>>

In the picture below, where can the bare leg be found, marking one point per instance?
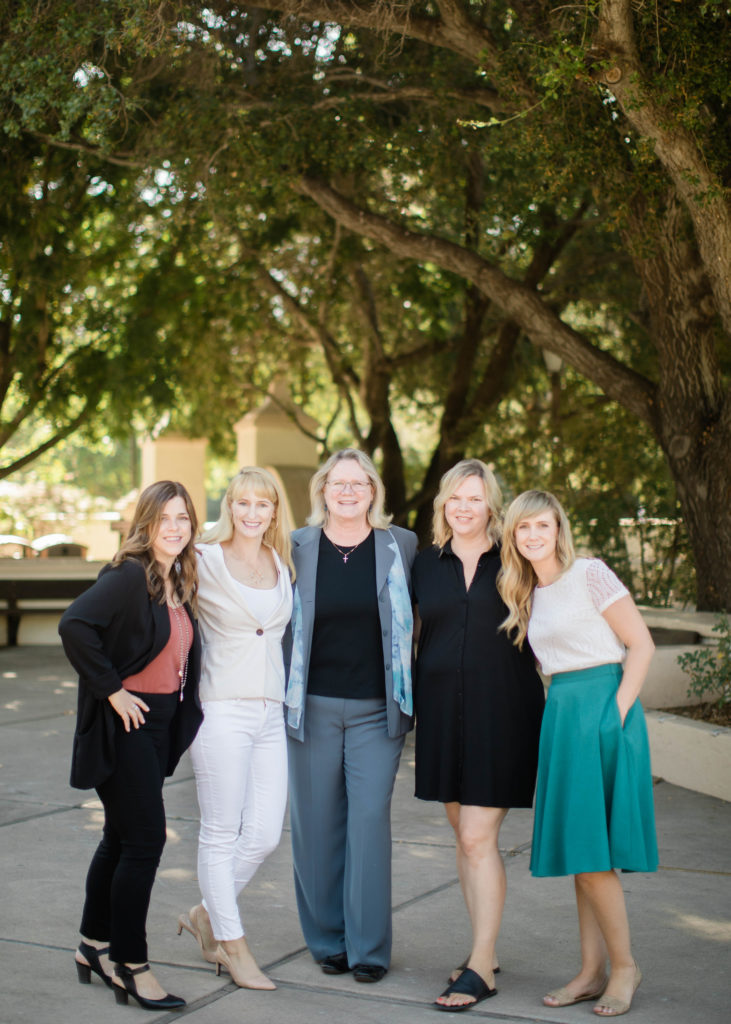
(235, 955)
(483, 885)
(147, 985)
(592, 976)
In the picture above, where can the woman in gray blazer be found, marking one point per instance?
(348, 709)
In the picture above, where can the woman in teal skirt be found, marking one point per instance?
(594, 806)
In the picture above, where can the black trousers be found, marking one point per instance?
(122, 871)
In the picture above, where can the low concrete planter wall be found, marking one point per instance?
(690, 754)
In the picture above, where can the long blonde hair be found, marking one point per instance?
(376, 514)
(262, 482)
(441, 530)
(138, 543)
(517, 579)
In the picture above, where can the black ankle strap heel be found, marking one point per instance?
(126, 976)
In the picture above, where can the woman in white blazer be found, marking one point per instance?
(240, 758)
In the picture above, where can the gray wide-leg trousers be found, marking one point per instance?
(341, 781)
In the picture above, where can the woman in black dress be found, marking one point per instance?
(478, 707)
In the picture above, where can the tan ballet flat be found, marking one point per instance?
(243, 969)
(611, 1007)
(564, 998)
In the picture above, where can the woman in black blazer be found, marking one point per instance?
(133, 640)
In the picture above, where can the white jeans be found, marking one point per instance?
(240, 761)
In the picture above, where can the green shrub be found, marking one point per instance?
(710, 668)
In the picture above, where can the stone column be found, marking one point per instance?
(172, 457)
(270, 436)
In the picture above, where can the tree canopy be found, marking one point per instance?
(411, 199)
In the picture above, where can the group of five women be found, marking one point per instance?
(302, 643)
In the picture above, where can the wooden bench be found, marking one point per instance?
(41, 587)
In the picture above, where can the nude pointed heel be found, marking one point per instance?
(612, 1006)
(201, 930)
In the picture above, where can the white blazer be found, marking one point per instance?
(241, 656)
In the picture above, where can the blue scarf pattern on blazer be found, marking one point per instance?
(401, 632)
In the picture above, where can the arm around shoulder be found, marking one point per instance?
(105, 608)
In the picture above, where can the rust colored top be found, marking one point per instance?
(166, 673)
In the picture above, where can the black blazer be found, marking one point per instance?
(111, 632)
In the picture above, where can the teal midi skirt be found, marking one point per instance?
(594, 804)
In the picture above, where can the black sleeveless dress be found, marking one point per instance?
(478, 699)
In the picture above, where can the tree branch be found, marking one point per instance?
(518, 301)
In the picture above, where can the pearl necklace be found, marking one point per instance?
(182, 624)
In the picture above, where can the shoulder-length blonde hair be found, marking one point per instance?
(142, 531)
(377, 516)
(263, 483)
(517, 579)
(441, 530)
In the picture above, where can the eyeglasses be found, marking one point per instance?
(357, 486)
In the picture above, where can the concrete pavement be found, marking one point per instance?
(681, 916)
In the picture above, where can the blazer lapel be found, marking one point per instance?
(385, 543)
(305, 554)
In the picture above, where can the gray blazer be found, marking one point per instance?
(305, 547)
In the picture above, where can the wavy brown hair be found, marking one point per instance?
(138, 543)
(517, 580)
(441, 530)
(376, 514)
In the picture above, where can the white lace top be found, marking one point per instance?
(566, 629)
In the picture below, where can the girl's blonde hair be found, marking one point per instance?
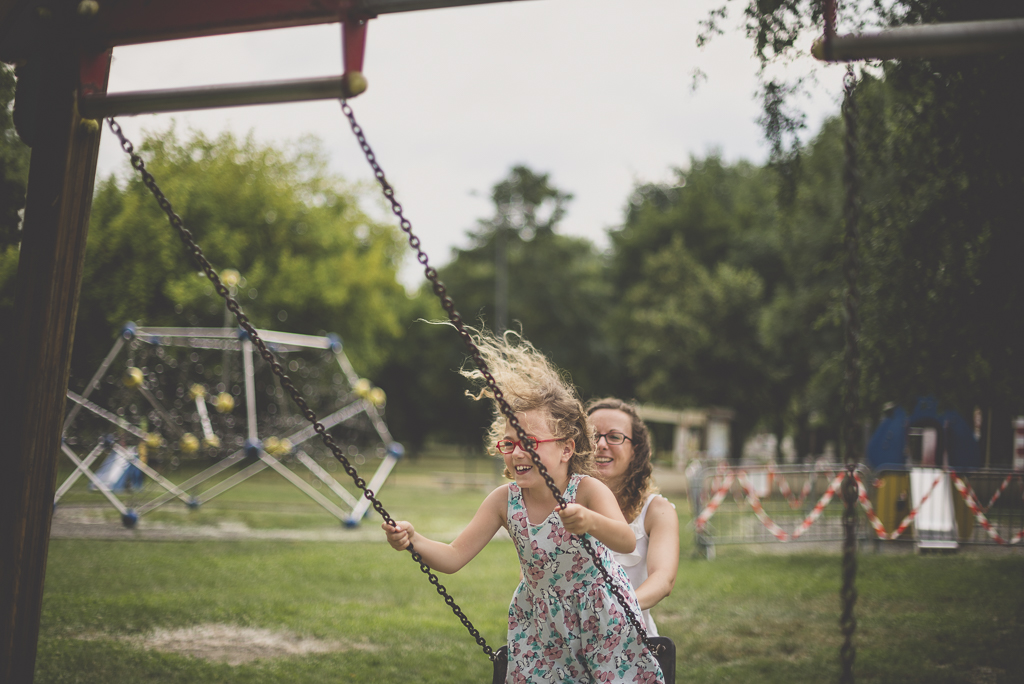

<<

> STATED PROBLEM
Transcribe every line from the records above without alteration, and leave out the images.

> EXERCISE ANSWER
In the picture below, where can the bare leg be found, marking one point per instance?
(235, 955)
(483, 885)
(147, 985)
(592, 976)
In the picture above, where can the woman in gray blazer be found, marking one point per instance?
(348, 709)
In the picture above, where can the woman in teal skirt be found, marking one point per instance?
(594, 806)
In the picture above, where can the black trousers be found, marking one point per instance?
(122, 871)
In the picture above, where can the low concrete planter wall be found, marking one point per instance?
(690, 754)
In the picture above, where can the long blonde hair be found, marking one point per instance?
(376, 514)
(262, 482)
(441, 530)
(138, 543)
(517, 579)
In the picture above, where can the black ankle strap heel be found, marking one point per instance?
(126, 976)
In the picture above, where can the woman in white blazer be found, marking one point per instance?
(240, 758)
In the picture above, where can the gray wide-leg trousers be found, marking one point per instance?
(341, 781)
In the picture above, where can the woman in black dress be found, marking one point per instance?
(478, 707)
In the picture above, where can the tan ballet flat be found, marking one point per instance?
(243, 969)
(611, 1007)
(564, 998)
In the picture above, where can the woman in black blazer be found, marking one point per instance?
(133, 640)
In the picture above, where can the white jeans be found, marking one point per instance?
(240, 761)
In the picture above, where can the green shrub be found, marking one point per instance?
(710, 668)
In the picture above, where can the stone column be found, marking one point per instance?
(172, 457)
(270, 436)
In the picture above, where can the tree canopy be found, marking one point per instance?
(411, 199)
In the picture above, where can the group of five women be found, marking one point per instance?
(302, 643)
In the picture above, where can the wooden bench be found, marking one point per instance?
(41, 587)
In the picture above, where can the nude pointed heel be found, marking one point per instance?
(612, 1006)
(201, 930)
In the picture above, where can the white blazer be found, marking one point per instance?
(241, 656)
In the picture above, where can the blue scarf pattern on blazer be found, marking one point per instance?
(401, 632)
In the picture above, where can the arm around shoulder be found, marking one point per instance?
(105, 608)
In the picture above, where can the rust colored top be found, marking one point per instance?
(166, 673)
In the picture above, where can the black blazer be found, marking one point per instance?
(111, 632)
In the picture above, where can the teal midi skirt be found, marking one point per instance?
(594, 804)
In the picture above, where can the black sleeveless dress be found, marking one point per instance?
(478, 699)
In the picture above, where can the tree branch be found, marking one point per instance?
(518, 301)
In the picture above, where can the pearl necklace be found, marking one point per instance?
(182, 624)
In the picture above, where can the shoulder-length blonde hair be found, marking one point per instance?
(142, 531)
(377, 516)
(263, 483)
(517, 579)
(441, 530)
In the picture above, where can the eyeglasses be found, marking one point per instance?
(357, 486)
In the picture above, where can the concrete pavement be found, marking one point per instance?
(681, 916)
In the picture above, where can the blazer lapel be found, marking one point per instance?
(385, 543)
(305, 554)
In the picture above, where can the gray blazer be found, marking one point per instance?
(305, 547)
In the picture above, where can the wavy brown hair be found, marking one point per instance?
(138, 543)
(517, 580)
(441, 530)
(376, 514)
In the picture above, where can the white lace top be found, marking one point per instance?
(566, 629)
In the picture below, where can the girl's blonde hair be found, marking one point per instance?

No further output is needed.